(Entries excerpted from a collection)

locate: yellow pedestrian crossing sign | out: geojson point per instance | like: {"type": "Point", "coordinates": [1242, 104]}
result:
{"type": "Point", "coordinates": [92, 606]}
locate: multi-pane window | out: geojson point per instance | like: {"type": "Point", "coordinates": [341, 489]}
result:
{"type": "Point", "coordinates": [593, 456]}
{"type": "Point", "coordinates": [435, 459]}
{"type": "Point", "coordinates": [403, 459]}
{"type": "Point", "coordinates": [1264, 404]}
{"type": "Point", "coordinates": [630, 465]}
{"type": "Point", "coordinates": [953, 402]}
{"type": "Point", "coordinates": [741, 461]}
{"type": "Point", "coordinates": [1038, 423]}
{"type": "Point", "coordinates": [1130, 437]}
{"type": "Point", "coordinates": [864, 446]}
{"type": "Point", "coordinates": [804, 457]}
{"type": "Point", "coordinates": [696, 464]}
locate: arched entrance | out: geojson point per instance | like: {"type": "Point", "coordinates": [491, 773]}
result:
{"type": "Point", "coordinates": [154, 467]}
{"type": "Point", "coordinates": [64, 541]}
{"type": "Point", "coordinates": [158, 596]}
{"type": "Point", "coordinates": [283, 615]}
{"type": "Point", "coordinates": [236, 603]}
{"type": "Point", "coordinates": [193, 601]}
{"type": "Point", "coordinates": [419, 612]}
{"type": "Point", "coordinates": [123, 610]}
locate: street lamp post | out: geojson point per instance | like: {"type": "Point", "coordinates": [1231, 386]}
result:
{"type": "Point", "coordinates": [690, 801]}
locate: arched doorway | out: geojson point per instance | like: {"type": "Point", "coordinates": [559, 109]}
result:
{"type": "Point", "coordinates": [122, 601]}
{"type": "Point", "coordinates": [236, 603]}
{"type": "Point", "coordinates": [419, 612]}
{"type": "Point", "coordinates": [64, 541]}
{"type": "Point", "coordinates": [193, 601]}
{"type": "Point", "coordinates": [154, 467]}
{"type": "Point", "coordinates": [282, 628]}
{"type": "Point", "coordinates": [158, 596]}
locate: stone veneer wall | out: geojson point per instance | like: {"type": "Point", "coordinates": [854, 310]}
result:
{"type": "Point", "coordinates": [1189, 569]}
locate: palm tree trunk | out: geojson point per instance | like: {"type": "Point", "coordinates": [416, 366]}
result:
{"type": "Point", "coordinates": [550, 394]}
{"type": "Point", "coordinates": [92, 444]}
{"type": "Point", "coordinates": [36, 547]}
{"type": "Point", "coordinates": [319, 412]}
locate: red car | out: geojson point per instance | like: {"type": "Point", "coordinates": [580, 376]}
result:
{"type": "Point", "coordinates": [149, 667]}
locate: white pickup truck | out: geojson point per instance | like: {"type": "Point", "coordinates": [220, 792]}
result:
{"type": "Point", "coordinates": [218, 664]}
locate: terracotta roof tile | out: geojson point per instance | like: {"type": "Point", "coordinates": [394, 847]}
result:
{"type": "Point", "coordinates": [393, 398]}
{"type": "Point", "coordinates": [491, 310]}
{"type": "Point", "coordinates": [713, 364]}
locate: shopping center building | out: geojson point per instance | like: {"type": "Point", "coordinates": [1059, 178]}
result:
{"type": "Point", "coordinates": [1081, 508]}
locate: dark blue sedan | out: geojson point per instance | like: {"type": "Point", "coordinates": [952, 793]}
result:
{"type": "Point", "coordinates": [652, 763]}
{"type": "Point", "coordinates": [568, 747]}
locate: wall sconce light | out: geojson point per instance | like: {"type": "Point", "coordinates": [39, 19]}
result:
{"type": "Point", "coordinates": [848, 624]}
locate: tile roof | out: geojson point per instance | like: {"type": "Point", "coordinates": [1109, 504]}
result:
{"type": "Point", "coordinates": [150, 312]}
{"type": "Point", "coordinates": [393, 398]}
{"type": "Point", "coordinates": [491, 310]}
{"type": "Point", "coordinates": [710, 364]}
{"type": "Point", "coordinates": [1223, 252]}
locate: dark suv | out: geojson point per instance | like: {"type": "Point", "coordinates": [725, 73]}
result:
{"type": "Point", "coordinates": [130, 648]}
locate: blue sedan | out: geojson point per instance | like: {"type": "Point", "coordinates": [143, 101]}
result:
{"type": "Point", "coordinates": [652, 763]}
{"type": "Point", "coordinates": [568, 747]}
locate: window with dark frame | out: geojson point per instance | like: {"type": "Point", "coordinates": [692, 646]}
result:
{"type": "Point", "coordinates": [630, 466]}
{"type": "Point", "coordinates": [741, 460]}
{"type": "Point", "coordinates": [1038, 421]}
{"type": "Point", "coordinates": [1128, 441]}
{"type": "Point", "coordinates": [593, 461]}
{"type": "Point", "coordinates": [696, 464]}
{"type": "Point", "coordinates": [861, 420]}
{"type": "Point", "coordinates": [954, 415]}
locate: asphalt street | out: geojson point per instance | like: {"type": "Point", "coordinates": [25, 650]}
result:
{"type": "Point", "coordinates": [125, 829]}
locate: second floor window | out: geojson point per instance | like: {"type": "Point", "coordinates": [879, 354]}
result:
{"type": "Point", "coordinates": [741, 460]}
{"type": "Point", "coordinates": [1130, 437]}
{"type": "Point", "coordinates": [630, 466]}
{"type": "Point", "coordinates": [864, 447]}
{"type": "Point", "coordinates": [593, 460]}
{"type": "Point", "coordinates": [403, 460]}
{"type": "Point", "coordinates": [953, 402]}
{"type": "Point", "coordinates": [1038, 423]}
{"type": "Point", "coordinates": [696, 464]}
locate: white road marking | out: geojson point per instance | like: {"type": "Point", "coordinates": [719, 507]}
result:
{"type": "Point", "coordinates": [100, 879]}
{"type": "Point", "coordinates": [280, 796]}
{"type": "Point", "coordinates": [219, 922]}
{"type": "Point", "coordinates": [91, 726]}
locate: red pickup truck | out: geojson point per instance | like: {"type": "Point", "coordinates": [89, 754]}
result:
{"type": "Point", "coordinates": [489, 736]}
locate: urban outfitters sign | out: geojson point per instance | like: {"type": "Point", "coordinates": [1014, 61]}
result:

_EXERCISE BRIEF:_
Print all of the entries above again, character for character, changing nothing.

_WRITTEN REPLY:_
locate: yellow pedestrian crossing sign | out: geojson point per instance | like: {"type": "Point", "coordinates": [1242, 104]}
result:
{"type": "Point", "coordinates": [92, 606]}
locate: multi-pane window | out: geojson point per instance | like: {"type": "Point", "coordinates": [341, 489]}
result:
{"type": "Point", "coordinates": [593, 456]}
{"type": "Point", "coordinates": [435, 459]}
{"type": "Point", "coordinates": [403, 459]}
{"type": "Point", "coordinates": [1264, 404]}
{"type": "Point", "coordinates": [630, 465]}
{"type": "Point", "coordinates": [953, 402]}
{"type": "Point", "coordinates": [741, 461]}
{"type": "Point", "coordinates": [1038, 423]}
{"type": "Point", "coordinates": [1130, 437]}
{"type": "Point", "coordinates": [864, 446]}
{"type": "Point", "coordinates": [804, 457]}
{"type": "Point", "coordinates": [696, 464]}
locate: arched entrance | out: geojson point per instance | like: {"type": "Point", "coordinates": [491, 773]}
result:
{"type": "Point", "coordinates": [154, 467]}
{"type": "Point", "coordinates": [64, 541]}
{"type": "Point", "coordinates": [158, 596]}
{"type": "Point", "coordinates": [283, 615]}
{"type": "Point", "coordinates": [236, 603]}
{"type": "Point", "coordinates": [193, 601]}
{"type": "Point", "coordinates": [419, 612]}
{"type": "Point", "coordinates": [123, 610]}
locate: street lamp post | out: geojson point per instance | like: {"type": "Point", "coordinates": [1231, 386]}
result:
{"type": "Point", "coordinates": [690, 801]}
locate: arched doorway | out: geojson point per instance | like: {"type": "Point", "coordinates": [559, 109]}
result:
{"type": "Point", "coordinates": [122, 601]}
{"type": "Point", "coordinates": [236, 603]}
{"type": "Point", "coordinates": [419, 612]}
{"type": "Point", "coordinates": [64, 541]}
{"type": "Point", "coordinates": [193, 601]}
{"type": "Point", "coordinates": [154, 467]}
{"type": "Point", "coordinates": [282, 628]}
{"type": "Point", "coordinates": [158, 596]}
locate: stone veneer wall | out: geojson point per instance | like: {"type": "Point", "coordinates": [854, 310]}
result:
{"type": "Point", "coordinates": [1189, 569]}
locate: palm tree trunk | out: geojson point per instance | like: {"type": "Point", "coordinates": [416, 366]}
result:
{"type": "Point", "coordinates": [550, 394]}
{"type": "Point", "coordinates": [92, 444]}
{"type": "Point", "coordinates": [36, 547]}
{"type": "Point", "coordinates": [319, 412]}
locate: red car | out: geojson point per instance | like: {"type": "Point", "coordinates": [580, 376]}
result:
{"type": "Point", "coordinates": [149, 667]}
locate: white pickup truck | out: geojson point per instance | like: {"type": "Point", "coordinates": [220, 792]}
result:
{"type": "Point", "coordinates": [218, 664]}
locate: terracotta roof tile | out: geojson point per instance | like: {"type": "Point", "coordinates": [394, 847]}
result:
{"type": "Point", "coordinates": [393, 398]}
{"type": "Point", "coordinates": [491, 310]}
{"type": "Point", "coordinates": [713, 364]}
locate: shopping center building | out: geojson point per instance | like: {"type": "Point", "coordinates": [1059, 178]}
result:
{"type": "Point", "coordinates": [1081, 508]}
locate: dark blue sedan | out: geojson point per instance | like: {"type": "Point", "coordinates": [952, 793]}
result:
{"type": "Point", "coordinates": [652, 763]}
{"type": "Point", "coordinates": [568, 747]}
locate: wall sconce light | out: geojson point per instance | like: {"type": "Point", "coordinates": [39, 19]}
result:
{"type": "Point", "coordinates": [848, 624]}
locate: tile roof | out: geojson point per instance | like: {"type": "Point", "coordinates": [1109, 504]}
result:
{"type": "Point", "coordinates": [150, 312]}
{"type": "Point", "coordinates": [393, 398]}
{"type": "Point", "coordinates": [491, 310]}
{"type": "Point", "coordinates": [710, 364]}
{"type": "Point", "coordinates": [1223, 252]}
locate: dark suv | out: geojson point per instance | like: {"type": "Point", "coordinates": [725, 73]}
result:
{"type": "Point", "coordinates": [130, 648]}
locate: blue sedan | out: geojson point per instance | like: {"type": "Point", "coordinates": [143, 101]}
result:
{"type": "Point", "coordinates": [652, 763]}
{"type": "Point", "coordinates": [568, 747]}
locate: window with dark frame | out: geojson point per instance | like: {"type": "Point", "coordinates": [692, 646]}
result:
{"type": "Point", "coordinates": [630, 466]}
{"type": "Point", "coordinates": [741, 460]}
{"type": "Point", "coordinates": [1038, 421]}
{"type": "Point", "coordinates": [1128, 441]}
{"type": "Point", "coordinates": [593, 461]}
{"type": "Point", "coordinates": [696, 464]}
{"type": "Point", "coordinates": [861, 420]}
{"type": "Point", "coordinates": [954, 415]}
locate: asphalt street | out: geojson point per instance | like: {"type": "Point", "coordinates": [25, 650]}
result:
{"type": "Point", "coordinates": [125, 829]}
locate: second floor window | out: geojson point per instance | like: {"type": "Point", "coordinates": [879, 354]}
result:
{"type": "Point", "coordinates": [741, 460]}
{"type": "Point", "coordinates": [1130, 437]}
{"type": "Point", "coordinates": [630, 466]}
{"type": "Point", "coordinates": [864, 447]}
{"type": "Point", "coordinates": [593, 460]}
{"type": "Point", "coordinates": [403, 460]}
{"type": "Point", "coordinates": [953, 402]}
{"type": "Point", "coordinates": [1038, 423]}
{"type": "Point", "coordinates": [696, 464]}
locate: white road marking | out: geojson point per instance | like: {"type": "Point", "coordinates": [719, 507]}
result:
{"type": "Point", "coordinates": [100, 879]}
{"type": "Point", "coordinates": [280, 796]}
{"type": "Point", "coordinates": [219, 922]}
{"type": "Point", "coordinates": [91, 726]}
locate: red pickup truck | out: geojson point per instance | like: {"type": "Point", "coordinates": [89, 754]}
result:
{"type": "Point", "coordinates": [489, 736]}
locate: urban outfitters sign | out: geojson point per instance | like: {"type": "Point", "coordinates": [1014, 61]}
result:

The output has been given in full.